Data listing:

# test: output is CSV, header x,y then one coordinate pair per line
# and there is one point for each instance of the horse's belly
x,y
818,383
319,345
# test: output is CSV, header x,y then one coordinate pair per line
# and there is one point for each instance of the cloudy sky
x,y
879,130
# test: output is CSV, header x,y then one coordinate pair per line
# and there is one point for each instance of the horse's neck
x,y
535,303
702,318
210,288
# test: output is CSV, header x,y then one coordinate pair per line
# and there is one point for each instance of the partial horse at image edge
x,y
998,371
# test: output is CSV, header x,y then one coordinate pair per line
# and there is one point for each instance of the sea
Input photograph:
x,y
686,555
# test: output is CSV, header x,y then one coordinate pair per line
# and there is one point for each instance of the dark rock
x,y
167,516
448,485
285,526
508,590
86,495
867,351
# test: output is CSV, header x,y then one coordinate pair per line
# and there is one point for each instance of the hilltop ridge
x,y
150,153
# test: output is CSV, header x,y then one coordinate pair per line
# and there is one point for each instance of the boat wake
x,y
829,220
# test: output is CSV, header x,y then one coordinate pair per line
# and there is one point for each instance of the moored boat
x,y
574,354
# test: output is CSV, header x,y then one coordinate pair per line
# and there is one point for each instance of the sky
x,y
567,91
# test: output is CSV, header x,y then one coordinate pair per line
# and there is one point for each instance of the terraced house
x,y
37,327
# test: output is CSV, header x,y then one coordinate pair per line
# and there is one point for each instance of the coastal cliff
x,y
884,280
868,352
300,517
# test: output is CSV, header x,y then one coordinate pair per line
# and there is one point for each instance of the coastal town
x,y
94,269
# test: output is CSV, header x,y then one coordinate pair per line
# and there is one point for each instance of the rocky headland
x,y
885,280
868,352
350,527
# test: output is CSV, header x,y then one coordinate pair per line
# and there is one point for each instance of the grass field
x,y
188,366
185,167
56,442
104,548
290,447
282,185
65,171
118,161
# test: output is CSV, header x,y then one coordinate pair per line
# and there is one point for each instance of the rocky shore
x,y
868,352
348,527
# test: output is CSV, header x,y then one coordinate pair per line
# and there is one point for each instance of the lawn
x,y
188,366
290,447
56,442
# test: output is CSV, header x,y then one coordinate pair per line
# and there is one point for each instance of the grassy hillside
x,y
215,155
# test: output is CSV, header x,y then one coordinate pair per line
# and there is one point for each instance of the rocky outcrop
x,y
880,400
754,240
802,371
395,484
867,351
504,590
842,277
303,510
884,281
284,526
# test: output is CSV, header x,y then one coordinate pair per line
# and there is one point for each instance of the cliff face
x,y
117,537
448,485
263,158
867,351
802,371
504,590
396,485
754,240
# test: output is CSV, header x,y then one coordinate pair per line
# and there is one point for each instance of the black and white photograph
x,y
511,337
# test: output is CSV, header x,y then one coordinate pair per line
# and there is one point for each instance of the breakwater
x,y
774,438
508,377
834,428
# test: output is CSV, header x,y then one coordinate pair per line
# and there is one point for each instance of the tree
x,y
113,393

Aim of the task:
Pull out every line of the data above that contains the word "photograph", and copy each one unchanged.

Task output:
Input photograph:
# and there is one point for each instance of the black and white photograph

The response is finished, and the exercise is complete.